* _Extracted entries_
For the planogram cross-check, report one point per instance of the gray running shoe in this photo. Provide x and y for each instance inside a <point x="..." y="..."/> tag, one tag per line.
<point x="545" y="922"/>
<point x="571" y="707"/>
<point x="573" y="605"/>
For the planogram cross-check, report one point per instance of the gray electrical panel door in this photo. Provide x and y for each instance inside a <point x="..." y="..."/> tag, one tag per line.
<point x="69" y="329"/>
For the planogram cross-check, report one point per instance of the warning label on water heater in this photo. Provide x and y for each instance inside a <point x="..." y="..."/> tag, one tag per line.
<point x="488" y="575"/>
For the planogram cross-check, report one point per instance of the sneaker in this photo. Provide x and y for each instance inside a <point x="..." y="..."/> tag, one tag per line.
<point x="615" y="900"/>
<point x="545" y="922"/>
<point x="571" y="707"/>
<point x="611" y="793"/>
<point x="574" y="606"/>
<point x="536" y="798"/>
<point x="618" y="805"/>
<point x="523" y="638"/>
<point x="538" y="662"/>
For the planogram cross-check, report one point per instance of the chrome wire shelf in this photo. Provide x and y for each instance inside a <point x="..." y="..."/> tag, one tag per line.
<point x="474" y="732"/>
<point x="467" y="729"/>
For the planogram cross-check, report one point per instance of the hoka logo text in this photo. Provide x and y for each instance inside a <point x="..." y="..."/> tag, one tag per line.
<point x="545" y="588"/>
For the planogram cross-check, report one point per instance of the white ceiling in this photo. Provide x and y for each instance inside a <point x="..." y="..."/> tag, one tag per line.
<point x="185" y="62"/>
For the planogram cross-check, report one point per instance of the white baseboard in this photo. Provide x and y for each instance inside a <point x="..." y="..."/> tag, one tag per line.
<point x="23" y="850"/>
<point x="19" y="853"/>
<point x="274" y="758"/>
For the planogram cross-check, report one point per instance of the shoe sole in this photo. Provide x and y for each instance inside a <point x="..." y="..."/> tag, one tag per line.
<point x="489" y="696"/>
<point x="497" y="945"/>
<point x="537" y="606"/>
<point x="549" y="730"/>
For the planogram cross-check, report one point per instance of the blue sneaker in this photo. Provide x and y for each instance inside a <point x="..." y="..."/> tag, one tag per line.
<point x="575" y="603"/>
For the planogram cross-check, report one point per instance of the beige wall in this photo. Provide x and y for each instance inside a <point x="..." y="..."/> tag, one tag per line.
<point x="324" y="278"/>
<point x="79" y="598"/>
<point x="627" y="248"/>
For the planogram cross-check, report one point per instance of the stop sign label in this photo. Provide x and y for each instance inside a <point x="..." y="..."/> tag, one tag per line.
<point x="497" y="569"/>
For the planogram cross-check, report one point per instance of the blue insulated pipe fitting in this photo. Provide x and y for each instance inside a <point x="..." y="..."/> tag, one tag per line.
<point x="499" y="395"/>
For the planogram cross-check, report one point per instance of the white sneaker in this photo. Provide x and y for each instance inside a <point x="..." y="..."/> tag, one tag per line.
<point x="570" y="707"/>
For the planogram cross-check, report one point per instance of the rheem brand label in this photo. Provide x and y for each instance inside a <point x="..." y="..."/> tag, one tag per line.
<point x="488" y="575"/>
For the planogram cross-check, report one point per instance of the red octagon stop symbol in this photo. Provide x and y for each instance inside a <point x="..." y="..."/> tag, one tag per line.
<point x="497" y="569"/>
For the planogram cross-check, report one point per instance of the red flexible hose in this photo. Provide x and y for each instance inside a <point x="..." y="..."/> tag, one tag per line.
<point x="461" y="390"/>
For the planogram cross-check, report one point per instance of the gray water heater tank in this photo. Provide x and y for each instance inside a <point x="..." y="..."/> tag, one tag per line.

* _Exercise requirements_
Everything in the material should be repeated exactly as written.

* _Your solution_
For the planogram cross-check, report one point per instance of the gray running shoe in this photo. Provide x and y for each instance inside a <point x="..." y="..."/> tag, one tag per line.
<point x="545" y="922"/>
<point x="571" y="707"/>
<point x="573" y="605"/>
For the planogram cross-check, report one point per instance of the gray electrical panel door in this photo. Provide x and y for each instance inside a <point x="..." y="..."/> tag, one tag per line.
<point x="69" y="329"/>
For the planogram cross-check, report one point per instance of the warning label on water heater in this photo. Provide x and y for each instance inside a <point x="..." y="..."/> tag, one tag per line.
<point x="488" y="575"/>
For the planogram cross-check, report one point per instance of the sneaker in this photo. Provide x and y for each instance inside a <point x="..." y="..."/> tag, one tag per line.
<point x="615" y="900"/>
<point x="545" y="922"/>
<point x="571" y="707"/>
<point x="611" y="793"/>
<point x="574" y="606"/>
<point x="536" y="798"/>
<point x="618" y="805"/>
<point x="523" y="638"/>
<point x="538" y="662"/>
For the planogram cross-check, report one point per instance of the chrome wire shelf in this photo. Provide x and y for each instance inside a <point x="..." y="..."/> tag, one tag per line.
<point x="474" y="732"/>
<point x="467" y="729"/>
For the planogram cross-check, report one point per instance of the hoka logo text in this photo. Provide x and y for each instance inside a <point x="..." y="..."/> tag, one tag per line.
<point x="545" y="588"/>
For the planogram cross-check, report one point per instance of the white ceiling in this photo. Provide x and y for each instance inside a <point x="..." y="..."/> tag, one tag per line.
<point x="185" y="62"/>
For the planogram cross-check, report one point per instance of the white baseboard in this photo. Provide x and y for each instance inside a <point x="..." y="..."/> tag, one tag per line.
<point x="23" y="850"/>
<point x="19" y="853"/>
<point x="274" y="758"/>
For the planogram cross-check, report one point per instance of the shoe sole in this photo. Provide x and y for each instance inside a <point x="..." y="..."/> tag, one tag per line.
<point x="489" y="696"/>
<point x="497" y="945"/>
<point x="537" y="606"/>
<point x="549" y="730"/>
For the planogram cross-check, report one point per instance of the blue sneaker in this photo. Provide x and y for each instance inside a <point x="..." y="..."/> tag, one tag per line.
<point x="575" y="603"/>
For the planogram cross-check, report one point per instance of the beige wall in this photo. Provide x and y for each instance inside a <point x="..." y="..."/> tag, one tag per line.
<point x="324" y="278"/>
<point x="79" y="598"/>
<point x="627" y="248"/>
For the planogram cross-check, report one point per instance of the stop sign label in this photo. Provide x and y for each instance inside a <point x="..." y="..."/> tag, one tag per line.
<point x="497" y="569"/>
For the planogram cross-check, report one point per instance of the blue insulated pipe fitting in this photo. Provide x and y for each instance inside a <point x="..." y="..."/> tag, one tag per line.
<point x="499" y="395"/>
For the planogram cross-check, report one point per instance of the white sneaker in this photo. Provide x and y for each instance inside a <point x="..." y="..."/> tag, one tag per line.
<point x="570" y="707"/>
For the planogram cross-check, report one point per instance of the rheem brand label in this photo. Provide x and y for each instance inside a <point x="..." y="..."/> tag, one tag per line.
<point x="488" y="575"/>
For the planogram cross-check, report one point per instance of the red octagon stop symbol in this photo. Provide x and y for each instance inside a <point x="..." y="..."/> tag, one tag per line.
<point x="497" y="569"/>
For the planogram cross-check, report one point per instance of the red flexible hose in this photo. Provide x and y for each instance inside a <point x="..." y="..."/> tag, one tag per line.
<point x="461" y="390"/>
For the planogram cross-check, report one point per instance of the gray water heater tank in this photo. Provide x and y for each instance inside a <point x="..." y="..."/> tag, one tag per line.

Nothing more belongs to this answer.